§ **Problem requirements**
Select every line below that contains the word "mailbox", and copy each of those lines.
▬▬▬▬▬▬
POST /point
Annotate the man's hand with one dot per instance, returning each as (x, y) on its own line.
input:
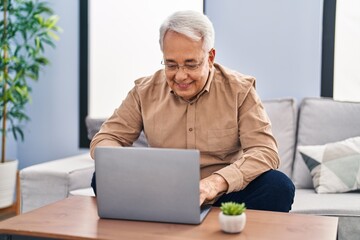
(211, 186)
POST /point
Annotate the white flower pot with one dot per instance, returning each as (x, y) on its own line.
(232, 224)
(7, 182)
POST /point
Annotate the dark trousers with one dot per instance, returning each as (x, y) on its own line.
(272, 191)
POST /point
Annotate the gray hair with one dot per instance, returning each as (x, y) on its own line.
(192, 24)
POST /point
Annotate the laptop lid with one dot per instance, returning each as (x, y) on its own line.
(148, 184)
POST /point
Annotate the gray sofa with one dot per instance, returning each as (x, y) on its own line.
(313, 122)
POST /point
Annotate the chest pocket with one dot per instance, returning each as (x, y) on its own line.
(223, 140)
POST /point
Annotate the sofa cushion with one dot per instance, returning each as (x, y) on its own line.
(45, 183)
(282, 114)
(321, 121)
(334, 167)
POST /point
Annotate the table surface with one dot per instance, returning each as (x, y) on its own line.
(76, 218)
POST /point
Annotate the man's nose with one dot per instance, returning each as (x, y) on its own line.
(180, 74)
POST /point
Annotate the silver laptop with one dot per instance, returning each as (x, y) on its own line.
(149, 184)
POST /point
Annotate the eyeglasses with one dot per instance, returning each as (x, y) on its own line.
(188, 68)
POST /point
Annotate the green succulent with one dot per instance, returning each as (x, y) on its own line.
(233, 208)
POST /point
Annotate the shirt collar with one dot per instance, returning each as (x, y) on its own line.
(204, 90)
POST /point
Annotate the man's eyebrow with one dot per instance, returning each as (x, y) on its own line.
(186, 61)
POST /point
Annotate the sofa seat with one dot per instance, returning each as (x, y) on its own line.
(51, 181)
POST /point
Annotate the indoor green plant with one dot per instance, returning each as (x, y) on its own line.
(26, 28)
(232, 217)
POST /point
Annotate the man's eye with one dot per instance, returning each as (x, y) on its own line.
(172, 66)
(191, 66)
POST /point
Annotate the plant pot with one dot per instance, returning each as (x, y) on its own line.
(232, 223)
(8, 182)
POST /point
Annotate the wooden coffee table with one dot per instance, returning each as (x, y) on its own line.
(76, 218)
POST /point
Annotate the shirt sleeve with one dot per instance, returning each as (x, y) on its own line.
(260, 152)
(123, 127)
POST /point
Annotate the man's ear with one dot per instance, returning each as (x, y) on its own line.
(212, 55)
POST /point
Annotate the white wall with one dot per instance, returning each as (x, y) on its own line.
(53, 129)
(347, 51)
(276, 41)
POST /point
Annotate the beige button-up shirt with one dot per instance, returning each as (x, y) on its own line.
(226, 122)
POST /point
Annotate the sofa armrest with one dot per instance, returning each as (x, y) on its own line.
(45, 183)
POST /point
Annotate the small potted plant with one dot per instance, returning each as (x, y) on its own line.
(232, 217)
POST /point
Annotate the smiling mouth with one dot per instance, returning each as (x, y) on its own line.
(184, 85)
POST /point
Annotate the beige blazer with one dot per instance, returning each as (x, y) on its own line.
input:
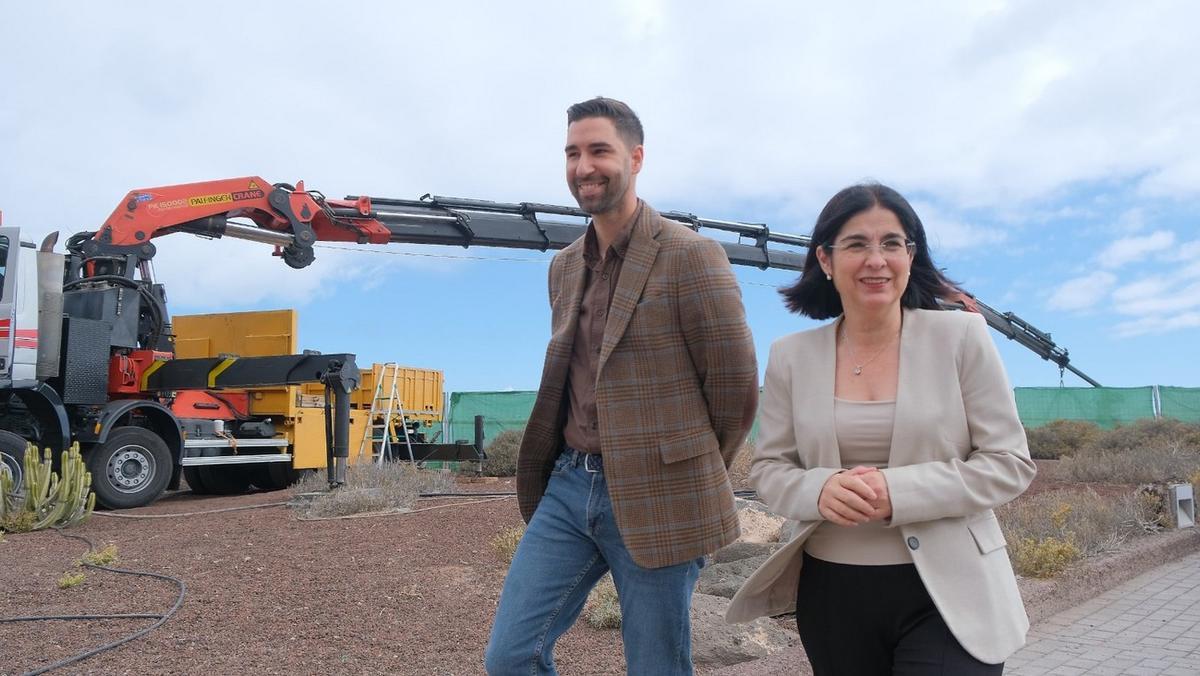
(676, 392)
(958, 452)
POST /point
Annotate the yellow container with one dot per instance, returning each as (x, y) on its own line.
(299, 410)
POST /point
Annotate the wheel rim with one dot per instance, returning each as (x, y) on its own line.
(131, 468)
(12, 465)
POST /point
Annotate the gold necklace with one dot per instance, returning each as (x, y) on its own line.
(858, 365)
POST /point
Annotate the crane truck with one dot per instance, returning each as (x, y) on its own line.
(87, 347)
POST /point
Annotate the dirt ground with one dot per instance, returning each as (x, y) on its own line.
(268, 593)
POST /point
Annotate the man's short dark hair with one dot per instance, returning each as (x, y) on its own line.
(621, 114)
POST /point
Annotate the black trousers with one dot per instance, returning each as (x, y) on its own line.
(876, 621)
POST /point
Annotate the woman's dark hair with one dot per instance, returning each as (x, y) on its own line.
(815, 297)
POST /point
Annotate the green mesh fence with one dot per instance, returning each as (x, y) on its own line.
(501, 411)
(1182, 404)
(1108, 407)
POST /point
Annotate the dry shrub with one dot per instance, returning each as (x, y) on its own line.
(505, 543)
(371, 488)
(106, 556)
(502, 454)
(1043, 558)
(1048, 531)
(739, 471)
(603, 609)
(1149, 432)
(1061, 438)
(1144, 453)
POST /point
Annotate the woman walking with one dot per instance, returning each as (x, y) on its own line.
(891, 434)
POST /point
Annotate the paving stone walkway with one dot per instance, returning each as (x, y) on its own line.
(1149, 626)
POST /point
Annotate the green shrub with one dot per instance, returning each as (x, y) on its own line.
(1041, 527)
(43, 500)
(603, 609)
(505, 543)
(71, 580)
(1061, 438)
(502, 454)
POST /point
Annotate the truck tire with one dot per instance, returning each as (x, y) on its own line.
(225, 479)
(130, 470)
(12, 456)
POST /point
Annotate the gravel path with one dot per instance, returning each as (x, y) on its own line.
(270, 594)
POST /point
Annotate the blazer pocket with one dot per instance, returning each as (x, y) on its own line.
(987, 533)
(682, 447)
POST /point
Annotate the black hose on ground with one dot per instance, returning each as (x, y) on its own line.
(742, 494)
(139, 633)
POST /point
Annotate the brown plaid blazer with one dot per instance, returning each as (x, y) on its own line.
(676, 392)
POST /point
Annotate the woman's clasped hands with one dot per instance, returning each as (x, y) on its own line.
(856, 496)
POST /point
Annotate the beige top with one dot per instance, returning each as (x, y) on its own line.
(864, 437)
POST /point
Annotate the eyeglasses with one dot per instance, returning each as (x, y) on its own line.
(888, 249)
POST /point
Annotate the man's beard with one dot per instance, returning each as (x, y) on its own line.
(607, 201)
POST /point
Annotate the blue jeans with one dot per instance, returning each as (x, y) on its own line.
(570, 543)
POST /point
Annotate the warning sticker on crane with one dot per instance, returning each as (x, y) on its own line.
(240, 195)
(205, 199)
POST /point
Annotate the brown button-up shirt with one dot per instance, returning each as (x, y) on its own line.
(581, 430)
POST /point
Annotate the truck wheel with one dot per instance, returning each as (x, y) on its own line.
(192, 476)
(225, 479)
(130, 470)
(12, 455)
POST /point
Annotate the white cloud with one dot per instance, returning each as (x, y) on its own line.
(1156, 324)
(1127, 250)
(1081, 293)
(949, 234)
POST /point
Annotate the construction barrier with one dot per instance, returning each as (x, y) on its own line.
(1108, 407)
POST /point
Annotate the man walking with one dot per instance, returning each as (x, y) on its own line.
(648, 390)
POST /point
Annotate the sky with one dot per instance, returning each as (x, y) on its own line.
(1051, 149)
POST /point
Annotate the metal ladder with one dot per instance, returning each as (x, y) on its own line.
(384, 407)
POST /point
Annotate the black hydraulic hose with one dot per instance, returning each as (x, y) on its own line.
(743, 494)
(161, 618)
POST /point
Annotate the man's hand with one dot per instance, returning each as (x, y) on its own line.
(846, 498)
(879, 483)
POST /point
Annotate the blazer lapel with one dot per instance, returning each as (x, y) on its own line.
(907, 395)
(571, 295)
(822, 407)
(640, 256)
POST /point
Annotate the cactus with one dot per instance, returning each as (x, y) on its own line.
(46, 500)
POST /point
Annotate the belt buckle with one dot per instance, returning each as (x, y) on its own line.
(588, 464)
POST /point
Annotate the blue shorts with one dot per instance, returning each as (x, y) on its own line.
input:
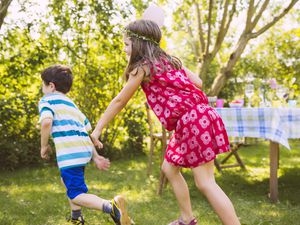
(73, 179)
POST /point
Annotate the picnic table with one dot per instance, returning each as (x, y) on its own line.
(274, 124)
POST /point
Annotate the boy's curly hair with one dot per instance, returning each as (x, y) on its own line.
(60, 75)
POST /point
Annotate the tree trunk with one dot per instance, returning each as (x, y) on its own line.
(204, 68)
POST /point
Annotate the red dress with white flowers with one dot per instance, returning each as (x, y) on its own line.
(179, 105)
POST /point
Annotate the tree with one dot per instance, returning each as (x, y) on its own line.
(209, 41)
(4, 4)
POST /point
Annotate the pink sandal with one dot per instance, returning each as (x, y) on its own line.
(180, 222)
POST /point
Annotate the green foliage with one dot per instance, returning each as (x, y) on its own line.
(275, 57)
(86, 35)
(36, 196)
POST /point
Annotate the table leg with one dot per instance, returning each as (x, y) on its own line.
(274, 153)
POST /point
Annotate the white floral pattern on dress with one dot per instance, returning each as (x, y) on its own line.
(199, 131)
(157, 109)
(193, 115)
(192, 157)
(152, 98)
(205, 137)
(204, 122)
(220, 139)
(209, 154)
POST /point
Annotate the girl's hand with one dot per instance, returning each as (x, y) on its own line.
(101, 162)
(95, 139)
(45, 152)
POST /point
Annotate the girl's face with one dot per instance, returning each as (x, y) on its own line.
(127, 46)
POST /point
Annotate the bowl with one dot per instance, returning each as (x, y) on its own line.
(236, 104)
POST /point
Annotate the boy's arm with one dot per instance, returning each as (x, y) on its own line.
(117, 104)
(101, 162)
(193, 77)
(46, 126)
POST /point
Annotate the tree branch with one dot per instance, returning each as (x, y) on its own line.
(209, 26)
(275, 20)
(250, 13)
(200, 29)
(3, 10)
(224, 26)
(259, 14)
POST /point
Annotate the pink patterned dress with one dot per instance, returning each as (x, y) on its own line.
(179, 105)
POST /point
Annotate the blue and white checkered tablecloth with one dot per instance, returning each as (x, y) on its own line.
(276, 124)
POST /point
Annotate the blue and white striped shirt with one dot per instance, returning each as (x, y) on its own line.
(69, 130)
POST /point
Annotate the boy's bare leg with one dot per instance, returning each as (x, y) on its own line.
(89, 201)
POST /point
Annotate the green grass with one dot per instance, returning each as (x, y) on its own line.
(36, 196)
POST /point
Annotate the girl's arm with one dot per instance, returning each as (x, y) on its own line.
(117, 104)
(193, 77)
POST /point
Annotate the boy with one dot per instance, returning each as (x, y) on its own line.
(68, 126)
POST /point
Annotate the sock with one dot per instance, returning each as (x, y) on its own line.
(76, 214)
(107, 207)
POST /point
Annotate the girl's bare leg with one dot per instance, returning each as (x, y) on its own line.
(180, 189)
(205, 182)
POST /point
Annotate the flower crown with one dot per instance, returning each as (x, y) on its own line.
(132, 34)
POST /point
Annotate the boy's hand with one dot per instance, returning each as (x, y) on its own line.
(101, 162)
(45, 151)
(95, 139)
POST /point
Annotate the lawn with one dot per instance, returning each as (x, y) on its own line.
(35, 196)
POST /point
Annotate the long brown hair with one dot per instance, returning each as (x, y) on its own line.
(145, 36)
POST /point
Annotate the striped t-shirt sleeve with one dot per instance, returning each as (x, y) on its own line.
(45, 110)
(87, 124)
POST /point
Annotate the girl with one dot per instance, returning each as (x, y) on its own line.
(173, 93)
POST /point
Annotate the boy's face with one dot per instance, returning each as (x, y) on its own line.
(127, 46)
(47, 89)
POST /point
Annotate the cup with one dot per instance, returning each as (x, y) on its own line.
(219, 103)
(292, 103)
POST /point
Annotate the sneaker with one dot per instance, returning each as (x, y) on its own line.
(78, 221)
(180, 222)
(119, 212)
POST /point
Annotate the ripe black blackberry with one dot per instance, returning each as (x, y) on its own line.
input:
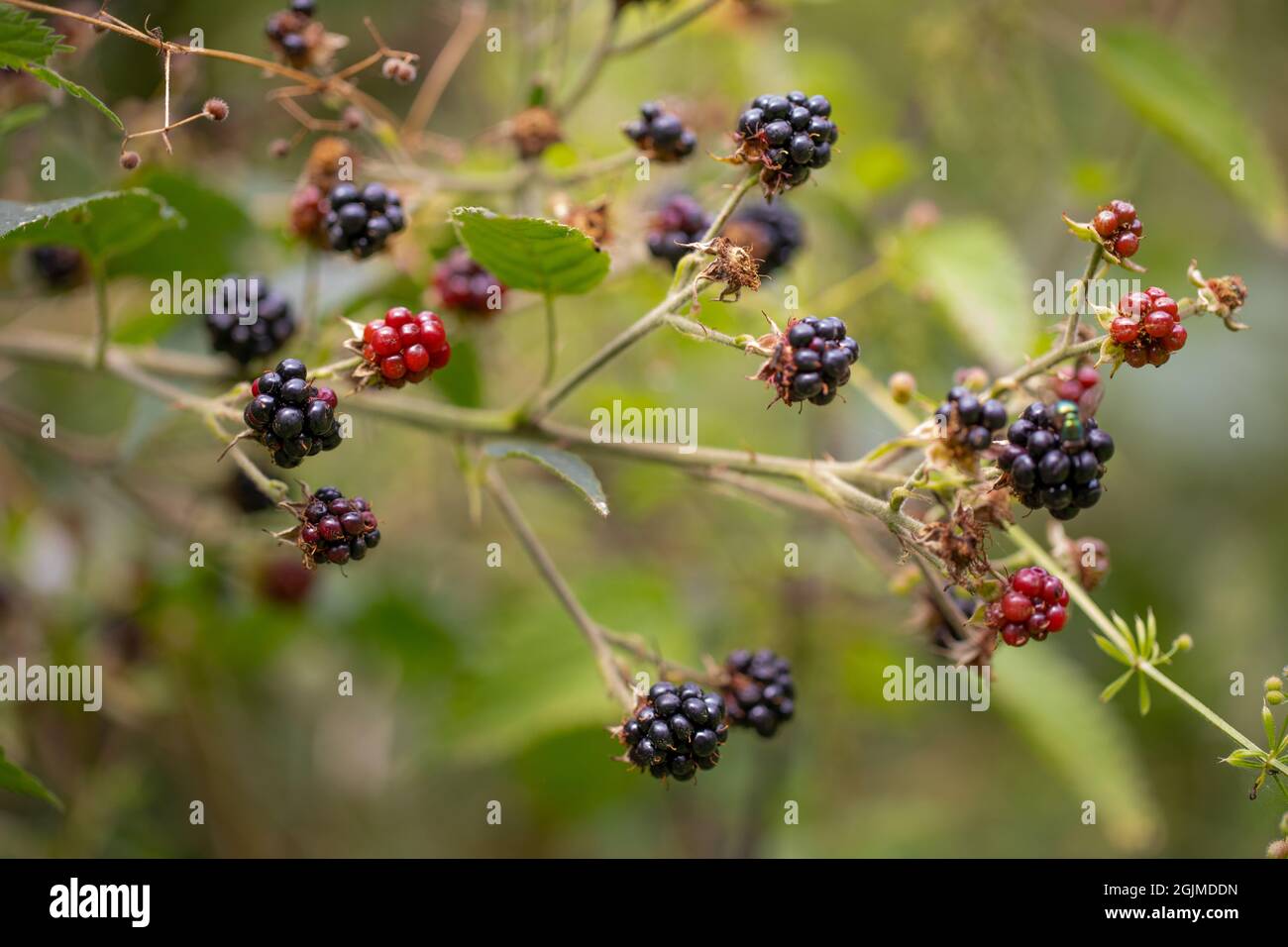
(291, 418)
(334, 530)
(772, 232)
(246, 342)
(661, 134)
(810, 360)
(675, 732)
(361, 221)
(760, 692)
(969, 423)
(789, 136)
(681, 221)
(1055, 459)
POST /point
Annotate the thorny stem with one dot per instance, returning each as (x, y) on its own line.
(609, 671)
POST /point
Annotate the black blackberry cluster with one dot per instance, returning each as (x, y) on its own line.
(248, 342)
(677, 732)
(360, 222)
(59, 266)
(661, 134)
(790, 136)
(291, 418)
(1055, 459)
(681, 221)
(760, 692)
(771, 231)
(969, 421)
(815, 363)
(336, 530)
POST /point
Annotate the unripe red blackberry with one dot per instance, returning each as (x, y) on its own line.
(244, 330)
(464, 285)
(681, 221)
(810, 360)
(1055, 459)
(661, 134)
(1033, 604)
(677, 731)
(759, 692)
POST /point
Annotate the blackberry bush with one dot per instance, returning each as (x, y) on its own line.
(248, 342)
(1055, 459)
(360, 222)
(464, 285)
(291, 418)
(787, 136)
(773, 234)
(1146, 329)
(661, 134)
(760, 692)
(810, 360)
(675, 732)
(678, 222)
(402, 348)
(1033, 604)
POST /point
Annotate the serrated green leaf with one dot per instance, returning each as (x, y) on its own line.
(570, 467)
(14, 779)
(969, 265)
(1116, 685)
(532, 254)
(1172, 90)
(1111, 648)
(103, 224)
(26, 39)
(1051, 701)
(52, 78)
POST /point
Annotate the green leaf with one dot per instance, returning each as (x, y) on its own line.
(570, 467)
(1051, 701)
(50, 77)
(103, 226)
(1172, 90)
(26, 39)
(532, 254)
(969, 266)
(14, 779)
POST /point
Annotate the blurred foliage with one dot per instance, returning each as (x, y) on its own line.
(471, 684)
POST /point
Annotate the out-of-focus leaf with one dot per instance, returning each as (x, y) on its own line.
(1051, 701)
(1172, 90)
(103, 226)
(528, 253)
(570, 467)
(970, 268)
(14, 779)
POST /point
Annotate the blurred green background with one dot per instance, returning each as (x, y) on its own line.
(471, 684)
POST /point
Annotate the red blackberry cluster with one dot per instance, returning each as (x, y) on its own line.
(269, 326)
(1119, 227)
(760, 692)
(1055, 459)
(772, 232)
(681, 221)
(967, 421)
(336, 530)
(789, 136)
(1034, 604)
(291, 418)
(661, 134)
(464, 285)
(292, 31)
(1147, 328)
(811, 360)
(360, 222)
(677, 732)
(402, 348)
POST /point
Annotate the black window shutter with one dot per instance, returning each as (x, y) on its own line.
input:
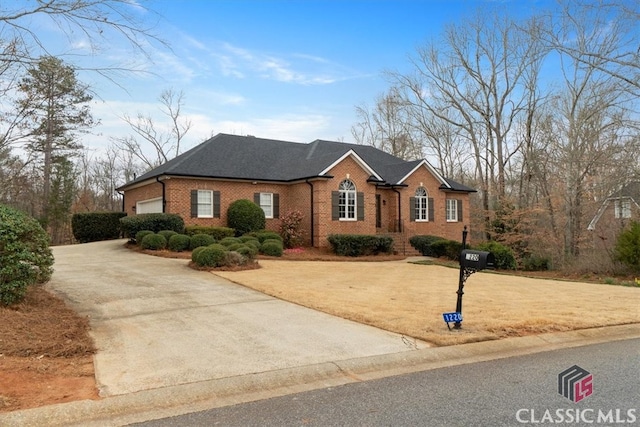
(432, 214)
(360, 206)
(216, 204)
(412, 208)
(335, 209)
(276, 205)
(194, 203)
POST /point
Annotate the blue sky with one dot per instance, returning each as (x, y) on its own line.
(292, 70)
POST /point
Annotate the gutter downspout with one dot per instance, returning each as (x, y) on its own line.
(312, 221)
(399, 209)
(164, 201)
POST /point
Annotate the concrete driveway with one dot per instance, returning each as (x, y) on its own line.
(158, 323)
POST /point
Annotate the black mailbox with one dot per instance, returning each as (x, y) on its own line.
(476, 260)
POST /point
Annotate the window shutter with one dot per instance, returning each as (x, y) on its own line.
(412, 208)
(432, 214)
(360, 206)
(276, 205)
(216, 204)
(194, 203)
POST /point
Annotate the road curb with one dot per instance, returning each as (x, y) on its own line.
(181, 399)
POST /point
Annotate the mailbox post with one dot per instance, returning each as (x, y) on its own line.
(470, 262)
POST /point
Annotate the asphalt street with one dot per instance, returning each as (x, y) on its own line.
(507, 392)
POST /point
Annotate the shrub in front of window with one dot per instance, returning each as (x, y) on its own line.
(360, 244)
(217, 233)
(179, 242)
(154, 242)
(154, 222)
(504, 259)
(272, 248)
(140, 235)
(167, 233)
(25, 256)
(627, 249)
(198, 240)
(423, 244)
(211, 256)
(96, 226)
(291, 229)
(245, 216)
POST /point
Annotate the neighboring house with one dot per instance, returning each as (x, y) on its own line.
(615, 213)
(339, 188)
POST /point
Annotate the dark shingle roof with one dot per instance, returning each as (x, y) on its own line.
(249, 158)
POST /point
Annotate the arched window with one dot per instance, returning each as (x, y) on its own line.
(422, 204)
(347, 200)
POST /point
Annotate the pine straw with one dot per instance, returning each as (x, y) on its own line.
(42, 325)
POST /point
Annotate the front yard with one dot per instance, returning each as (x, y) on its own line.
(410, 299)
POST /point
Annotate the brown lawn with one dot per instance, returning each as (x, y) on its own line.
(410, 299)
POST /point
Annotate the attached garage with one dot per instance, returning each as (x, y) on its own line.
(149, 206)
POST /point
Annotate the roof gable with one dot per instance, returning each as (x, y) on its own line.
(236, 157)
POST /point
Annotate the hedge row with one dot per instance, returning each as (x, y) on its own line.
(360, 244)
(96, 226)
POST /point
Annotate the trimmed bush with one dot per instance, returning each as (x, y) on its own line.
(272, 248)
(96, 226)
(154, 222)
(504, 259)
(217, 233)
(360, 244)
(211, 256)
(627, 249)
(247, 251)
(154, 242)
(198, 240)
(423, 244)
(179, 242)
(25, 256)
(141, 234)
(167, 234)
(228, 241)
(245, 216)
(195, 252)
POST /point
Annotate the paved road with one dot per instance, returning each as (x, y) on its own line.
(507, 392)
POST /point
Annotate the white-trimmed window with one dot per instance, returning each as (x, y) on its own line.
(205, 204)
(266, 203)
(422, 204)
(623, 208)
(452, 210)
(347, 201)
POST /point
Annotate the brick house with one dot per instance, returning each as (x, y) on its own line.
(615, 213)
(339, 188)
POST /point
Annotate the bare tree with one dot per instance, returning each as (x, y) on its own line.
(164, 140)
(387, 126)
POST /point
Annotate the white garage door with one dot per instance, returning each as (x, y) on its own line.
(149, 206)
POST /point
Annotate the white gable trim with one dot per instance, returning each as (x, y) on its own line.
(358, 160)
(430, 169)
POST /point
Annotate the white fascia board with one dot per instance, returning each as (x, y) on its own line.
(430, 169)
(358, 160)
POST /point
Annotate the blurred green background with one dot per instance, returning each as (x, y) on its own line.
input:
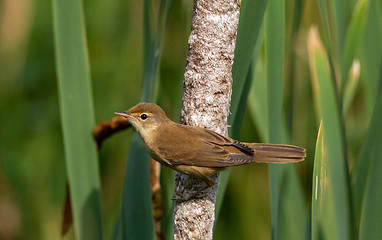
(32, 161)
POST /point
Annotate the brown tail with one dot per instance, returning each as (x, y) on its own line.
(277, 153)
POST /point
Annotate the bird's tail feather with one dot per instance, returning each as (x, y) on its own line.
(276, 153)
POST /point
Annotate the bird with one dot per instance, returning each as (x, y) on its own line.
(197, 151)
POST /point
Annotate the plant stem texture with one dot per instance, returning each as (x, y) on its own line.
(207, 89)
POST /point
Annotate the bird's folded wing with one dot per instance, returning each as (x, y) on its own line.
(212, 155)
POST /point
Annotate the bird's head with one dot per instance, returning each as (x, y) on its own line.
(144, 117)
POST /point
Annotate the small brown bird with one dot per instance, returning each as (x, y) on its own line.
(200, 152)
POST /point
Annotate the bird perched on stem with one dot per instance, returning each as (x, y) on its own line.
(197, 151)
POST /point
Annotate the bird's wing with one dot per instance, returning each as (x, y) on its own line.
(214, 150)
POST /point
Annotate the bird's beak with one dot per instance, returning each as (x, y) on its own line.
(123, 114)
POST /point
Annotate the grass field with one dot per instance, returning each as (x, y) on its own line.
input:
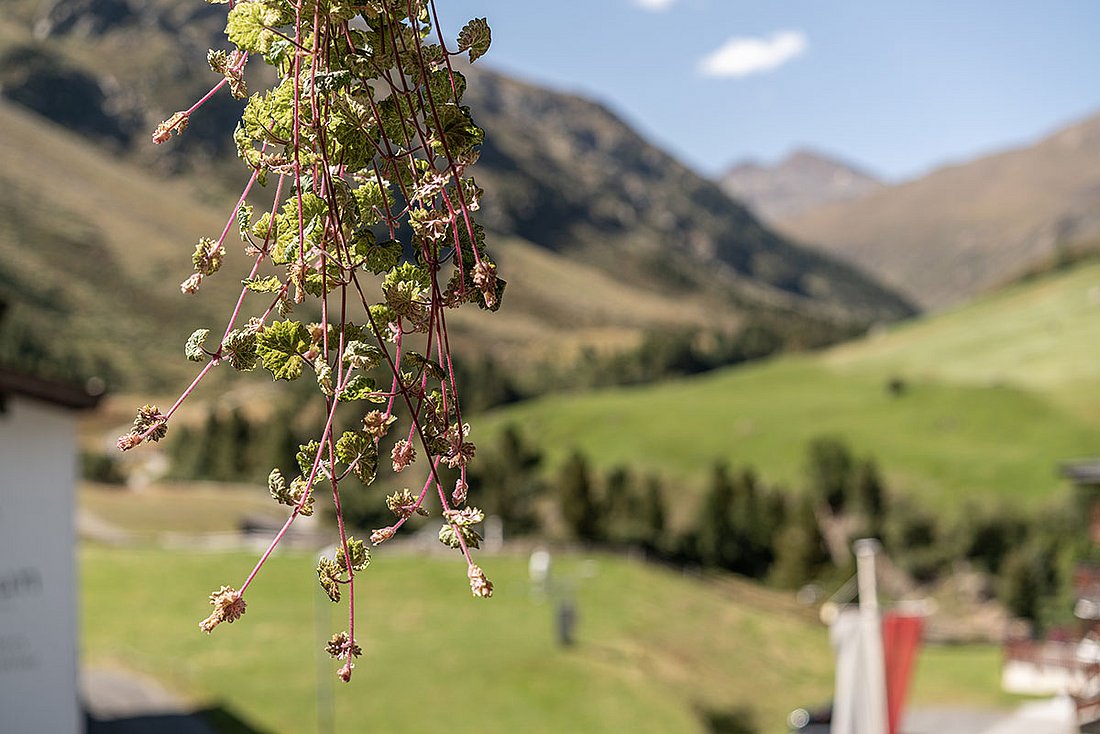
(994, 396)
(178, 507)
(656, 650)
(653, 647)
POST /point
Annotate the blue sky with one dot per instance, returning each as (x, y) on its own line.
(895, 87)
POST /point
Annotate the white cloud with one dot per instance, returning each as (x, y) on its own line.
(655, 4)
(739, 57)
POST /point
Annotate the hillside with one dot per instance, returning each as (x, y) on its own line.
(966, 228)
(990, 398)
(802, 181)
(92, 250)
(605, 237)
▬▬▬▬▬▬
§ **Final answer**
Annotate the black mailbox with one dot per instance, returning each as (x, y) on its own line.
Annotate the mailbox post with one dot per instance, returning each as (x, y) on its own line.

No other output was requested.